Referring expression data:

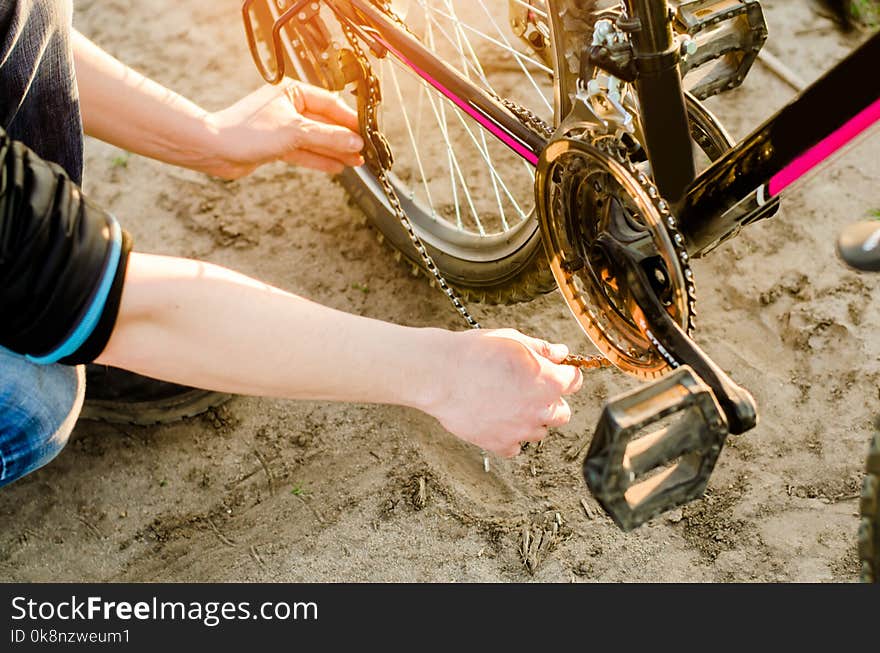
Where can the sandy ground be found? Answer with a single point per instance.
(266, 490)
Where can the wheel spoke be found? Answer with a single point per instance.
(412, 141)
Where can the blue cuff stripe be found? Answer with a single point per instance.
(93, 315)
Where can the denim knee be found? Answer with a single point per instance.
(39, 406)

> WORK TO BE COMPLETED:
With the pictures set aside, repeat every entry above exactly.

> EXERCISE RESULT:
Where can the sandy ground be found? Answer with a single point per instance.
(266, 490)
Where can the wheel spoke be found? Answer with a single point per instance.
(412, 141)
Where can the blue cuff stripe be found? Answer with a single point per instance.
(93, 315)
Where can the denim knee be found? Answer with a single point per instance.
(39, 406)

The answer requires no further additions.